[The task]: Reproduce the data in full, exactly.

────

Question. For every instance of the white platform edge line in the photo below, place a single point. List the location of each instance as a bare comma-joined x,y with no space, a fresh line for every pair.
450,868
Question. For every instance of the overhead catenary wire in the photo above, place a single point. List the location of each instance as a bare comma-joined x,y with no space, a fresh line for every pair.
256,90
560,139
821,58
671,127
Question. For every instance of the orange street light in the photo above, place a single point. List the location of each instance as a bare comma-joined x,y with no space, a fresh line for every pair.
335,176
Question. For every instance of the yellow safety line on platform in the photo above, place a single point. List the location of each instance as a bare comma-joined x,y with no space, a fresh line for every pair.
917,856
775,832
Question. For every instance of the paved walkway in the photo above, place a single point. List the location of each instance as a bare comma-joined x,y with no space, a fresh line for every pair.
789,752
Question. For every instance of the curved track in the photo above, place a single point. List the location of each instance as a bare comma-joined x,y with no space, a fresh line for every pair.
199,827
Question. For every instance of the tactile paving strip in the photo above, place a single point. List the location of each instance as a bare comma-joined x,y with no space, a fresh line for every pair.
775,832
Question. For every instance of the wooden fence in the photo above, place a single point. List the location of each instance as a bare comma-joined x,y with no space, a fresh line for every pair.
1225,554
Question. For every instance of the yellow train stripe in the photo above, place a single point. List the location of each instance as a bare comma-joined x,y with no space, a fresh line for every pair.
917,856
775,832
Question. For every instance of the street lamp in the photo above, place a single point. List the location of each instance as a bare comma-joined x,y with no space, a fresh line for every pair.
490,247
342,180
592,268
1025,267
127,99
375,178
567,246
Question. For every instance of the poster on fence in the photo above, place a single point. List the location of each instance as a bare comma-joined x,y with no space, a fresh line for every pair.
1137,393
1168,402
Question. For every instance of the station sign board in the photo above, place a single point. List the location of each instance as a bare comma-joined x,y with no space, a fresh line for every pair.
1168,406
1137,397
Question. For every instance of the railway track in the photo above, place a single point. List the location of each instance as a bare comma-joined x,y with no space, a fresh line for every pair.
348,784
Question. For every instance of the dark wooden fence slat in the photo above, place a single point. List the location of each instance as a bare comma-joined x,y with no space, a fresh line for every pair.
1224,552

────

[Answer to the problem]:
Question. For every instance of the white platform edge line in the photo below, place a single point. List the location of each instance as a bare comma-joined x,y with no space, a fresh line for every pair.
450,868
Question. For every instance of the overhead catenary wire in the photo above, place a single point. List the location of each instance as a bare comma-joined x,y with no space, a fresh line for every pair.
256,90
560,139
821,58
671,127
Question. For every instance of the orange street light in the photo above, place a single point. List the location of each instance as a bare comma-joined x,y with no space, a fresh line for every pair.
335,176
Question. For every instance of the yellow safety line on platform in the photo above, place a single point. List the location of each instance as a bare comma-joined x,y with no space, a fresh line for every pair.
917,856
775,832
Question. For every instance of the paved walkway in the photo above, place a single point. List the location of each instance as a bare comma-joined x,y with no space, a fresh line for every pair.
789,752
Question. For every instance of the curved track in the photo above, place a single point. List the location of each instance as a bare comma-joined x,y with no space, a fresh line for every pair.
199,827
Question. For every instance of the tactile paving strip in the photo above, place a single point. List the location of each instance as a bare comma-joined x,y with no space, a fresh line for every pair.
775,832
Question. For every instance of the wooden fence in the photo above, place a single point. List the location of each instance as a bare comma-joined x,y with no space, a fresh line for every pair.
1225,554
Question. For every instance of the yellow train stripe in the photo above, place a single point. List the location of each instance as a bare comma-joined x,y with no space, a fresh line for every pair.
917,856
775,832
Question. For every instance of the street lamp in the photo above, place a single point. List the location of each instance as a bare comma-joined x,y with no space, a fresh line for every pair.
490,247
342,180
592,268
1025,267
127,99
375,178
567,246
Question. For every instance of the poster on fence in the photo above, place a single point. List the location of each instance as a bare comma-joined x,y with no space, a fresh line for every pair.
1137,393
1168,402
Question. For every instance of the station sign board in the photo above, place a single point. List the location of each instance as a bare comma-joined x,y with no space, a fresh line for every pair.
1168,406
1137,397
Question. For every instance of the railway track in the photo above, place a single point. List the location of each instance as a bare comma-joined x,y with no space, a fresh line for every pair.
348,784
Question. For every instance of the dark wooden fence slat in the photo above, place a single point. List the location of each instance as a bare comma-joined x,y with no space, a fresh line for every pair.
1224,552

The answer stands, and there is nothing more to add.